§ AIM:
Reproduce every entry exactly, without alteration.

§ INPUT FOR THIS TASK:
--------------------------------
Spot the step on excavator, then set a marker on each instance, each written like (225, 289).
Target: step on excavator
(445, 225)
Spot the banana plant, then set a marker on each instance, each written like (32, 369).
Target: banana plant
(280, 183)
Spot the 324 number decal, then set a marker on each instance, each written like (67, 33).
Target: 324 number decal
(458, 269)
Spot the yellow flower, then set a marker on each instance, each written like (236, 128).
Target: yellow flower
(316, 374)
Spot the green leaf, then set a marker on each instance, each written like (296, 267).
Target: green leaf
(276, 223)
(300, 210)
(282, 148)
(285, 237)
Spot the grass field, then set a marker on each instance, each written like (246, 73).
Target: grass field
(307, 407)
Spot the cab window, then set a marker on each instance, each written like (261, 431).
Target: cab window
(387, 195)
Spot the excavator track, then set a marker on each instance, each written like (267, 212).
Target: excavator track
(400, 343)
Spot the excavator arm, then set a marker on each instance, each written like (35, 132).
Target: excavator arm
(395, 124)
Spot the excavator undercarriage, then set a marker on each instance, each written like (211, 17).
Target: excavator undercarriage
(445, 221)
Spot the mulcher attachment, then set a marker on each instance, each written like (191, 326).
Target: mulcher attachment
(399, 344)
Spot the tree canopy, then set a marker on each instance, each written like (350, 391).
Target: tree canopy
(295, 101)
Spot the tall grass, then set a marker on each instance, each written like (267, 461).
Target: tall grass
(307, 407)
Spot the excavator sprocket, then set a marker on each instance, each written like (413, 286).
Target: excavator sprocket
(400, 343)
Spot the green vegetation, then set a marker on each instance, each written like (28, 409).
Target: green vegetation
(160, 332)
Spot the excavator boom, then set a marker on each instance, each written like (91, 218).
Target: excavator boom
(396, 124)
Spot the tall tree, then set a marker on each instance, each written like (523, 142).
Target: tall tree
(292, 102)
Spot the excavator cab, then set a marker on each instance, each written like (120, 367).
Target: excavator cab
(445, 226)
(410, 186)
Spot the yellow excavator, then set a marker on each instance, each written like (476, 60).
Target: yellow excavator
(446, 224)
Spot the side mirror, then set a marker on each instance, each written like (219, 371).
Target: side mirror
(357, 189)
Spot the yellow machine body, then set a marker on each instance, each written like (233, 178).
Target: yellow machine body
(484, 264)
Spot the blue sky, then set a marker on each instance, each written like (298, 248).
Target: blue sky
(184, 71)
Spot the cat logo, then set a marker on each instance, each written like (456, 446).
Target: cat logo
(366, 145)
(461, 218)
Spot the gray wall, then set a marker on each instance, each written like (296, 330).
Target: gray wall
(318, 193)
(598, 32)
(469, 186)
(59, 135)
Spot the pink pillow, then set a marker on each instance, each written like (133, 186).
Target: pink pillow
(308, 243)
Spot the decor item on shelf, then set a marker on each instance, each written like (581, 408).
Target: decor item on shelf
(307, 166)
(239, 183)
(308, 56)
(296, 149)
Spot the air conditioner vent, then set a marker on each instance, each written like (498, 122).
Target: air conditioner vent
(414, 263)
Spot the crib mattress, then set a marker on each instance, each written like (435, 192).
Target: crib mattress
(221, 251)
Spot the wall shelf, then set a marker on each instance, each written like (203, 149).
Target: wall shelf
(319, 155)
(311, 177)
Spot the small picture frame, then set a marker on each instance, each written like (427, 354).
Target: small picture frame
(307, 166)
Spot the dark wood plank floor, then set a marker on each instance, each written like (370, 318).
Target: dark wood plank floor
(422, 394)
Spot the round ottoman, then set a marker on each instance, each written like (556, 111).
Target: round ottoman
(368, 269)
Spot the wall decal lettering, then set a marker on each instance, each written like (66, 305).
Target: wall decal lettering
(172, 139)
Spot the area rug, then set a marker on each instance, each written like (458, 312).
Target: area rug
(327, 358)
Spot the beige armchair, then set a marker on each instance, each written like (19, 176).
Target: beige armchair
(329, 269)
--------------------------------
§ SOLUTION TO THIS EXERCISE:
Spot the step on excavator, then set a marker on each instance, each written like (225, 289).
Target: step on excavator
(445, 225)
Spot the banana plant, then set a marker on each instance, each written like (32, 369).
Target: banana plant
(280, 183)
Spot the 324 number decal, then set a marker on each instance, each written like (67, 33).
Target: 324 number decal
(458, 269)
Spot the yellow flower, then set a marker on each instance, each written like (236, 128).
Target: yellow flower
(316, 374)
Spot the green leaf, then set a marker on each instance, each written like (296, 267).
Target: green leaf
(276, 223)
(300, 210)
(282, 148)
(285, 237)
Spot the grass field, then set a marker on each instance, each written like (246, 73).
Target: grass field
(307, 407)
Spot the cab window, then set a marker on each instance, each written like (261, 431).
Target: cab window
(387, 195)
Spot the excavator track, then set a marker on each instance, each written like (267, 212).
Target: excavator track
(400, 343)
Spot the excavator arm, then set a marker on each instance, each written like (35, 132).
Target: excavator arm
(395, 124)
Spot the excavator undercarriage, then set a marker on each instance, each written like (211, 17).
Target: excavator undercarriage
(445, 221)
Spot the mulcher attachment, then set a marker on each instance, each written like (191, 326).
Target: mulcher attachment
(399, 344)
Spot the tree canopy, then set a marker on each instance, each written like (350, 391).
Target: tree canopy
(295, 101)
Spot the tall grass, then set a marker on each instance, each written like (267, 461).
Target: tall grass
(307, 407)
Spot the excavator sprocket, then set a marker on each instance, each written like (413, 286).
Target: excavator sprocket
(400, 343)
Spot the green vegetation, then set a marker on each instance, each written like (28, 409).
Target: green vegetation
(160, 332)
Spot the excavator boom, then set a marker on each instance, each written like (91, 218).
Target: excavator boom
(396, 124)
Spot the tall tree, then set a marker on each instance, each written like (523, 142).
Target: tall tree
(292, 102)
Spot the excavator cab, then set a marker on each instance, each written like (120, 367).
Target: excavator cab
(445, 226)
(410, 186)
Spot the yellow excavator, then set a marker on each instance, each written like (476, 60).
Target: yellow excavator
(446, 224)
Spot the side mirror, then set a marker on each instance, each written like (219, 371).
Target: side mirror
(357, 189)
Spot the yellow machine body, then set a marker on each instance, each written like (233, 178).
Target: yellow machine body
(484, 264)
Spot the blue sky, then set a marker on each instance, each written like (298, 248).
Target: blue sky
(184, 71)
Spot the cat logo, then set a marker on each instance, each written like (456, 446).
Target: cat logo
(366, 145)
(461, 218)
Spot the gray wall, then set a marker on each instance, each written like (296, 330).
Target: gray wall
(318, 193)
(598, 32)
(469, 186)
(59, 135)
Spot the pink pillow, then set a marker on each instance, each written like (133, 186).
Target: pink pillow
(308, 243)
Spot the decor item on shelf, then set a marker on each instance, each written like (581, 408).
Target: decor item on shelf
(307, 166)
(239, 183)
(308, 56)
(296, 149)
Spot the air conditioner vent, then set a marker on each instance, each written like (498, 122).
Target: air conditioner vent
(414, 263)
Spot the crib mattress, then set a marker on each instance, each written like (435, 192).
Target: crib mattress
(221, 251)
Spot the wall shelf, then set a marker on each instance, each written like (203, 149).
Target: wall shelf
(319, 155)
(311, 177)
Spot the small picture frame, then set a marker on each instance, each written like (427, 354).
Target: small picture frame
(307, 166)
Spot the dark wood plank floor, then set a marker on each instance, each written like (370, 318).
Target: dark wood plank floor
(422, 394)
Spot the round ottoman, then set a marker on each instance, each written like (556, 111).
Target: round ottoman
(368, 269)
Spot the wall decal lettering, then set a marker on each instance, each written like (66, 305).
Target: wall decal lettering
(172, 139)
Spot the area rug, then set a marker on each instance, each written like (458, 312).
Target: area rug
(327, 358)
Spot the beige armchair, then set a marker on each instance, each written like (19, 176).
Target: beige armchair
(329, 269)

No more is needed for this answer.